## START Page extract

[messaging] Message order in group chat (attempt at summary)
Ximin Luo
infinity0 at pwned.gg
Sat Apr 19 09:16:20 PDT 2014
On 19/04/14 16:45, Trevor Perrin wrote:
> On Sat, Apr 19, 2014 at 6:53 AM, Ximin Luo <infinity0 at pwned.gg> wrote:
>> On 19/04/14 00:54, Trevor Perrin wrote:
>>>
>>> To handle "join" and "part" events, I think we can assume these
>>> actions are represented as messages which operate on the "member-set"
>>> each participant recognizes. The question Ximin has thought about
>>> earlier is how to handle "merging" partially-ordered changes to the
>>> member-set
> [...]
>>
>> I have an algorithm (with source code and a few test cases) for this, plus a semi-formal argument on why it works, and also why it's the unique solution. It would be good to formalise it. It's probably a little too technical to post here but I can explain it in more detail next time we meet.
>
> Thinking more: if a group chat allows member-add but not
> member-delete, then this is is easy, right? The merged member-set is
> just the union of the parent member-sets?
>
> With delete, there's not a perfect solution: what if one parent branch
> adds Bob, and another adds Bob, then deletes him? Since these
> branches aren't ordered, I think it's ambiguous whether the merge
> should contain Bob or not.
>
I'd argue the correct merge is that it should contain Bob. Perhaps I'm biased in my assessment, since this is what my algorithm does :p
My reasoning is that when you merge, you want to incorporate changes in both branches. The branch that add-then-deletes Bob effectively makes no changes. A more formal justification is that, for a parent P of a merge M, we want the diff(P to M) to represent all operations (i.e. edges) made by ancestors(M) - ancestors(P).

## END Page extract

§ **Objective 1**
Return every one of the location labeling rows, unchanged.
The post above and the rows that follow were taken from unrelated sources.

## START Input

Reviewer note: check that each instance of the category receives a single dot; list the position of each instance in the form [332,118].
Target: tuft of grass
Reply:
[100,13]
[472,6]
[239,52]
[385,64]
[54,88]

## END Input

§ **Objective 2**
Give every clock time that appears in the group-chat post.

§ **Task response 1**
Reviewer note: check that each instance of the category receives a single dot; list the position of each instance in the form [332,118].
Target: tuft of grass
Reply:
[100,13]
[472,6]
[239,52]
[385,64]
[54,88]

§ **Task response 2**
09:16:20, 16:45, 6:53 AM, 00:54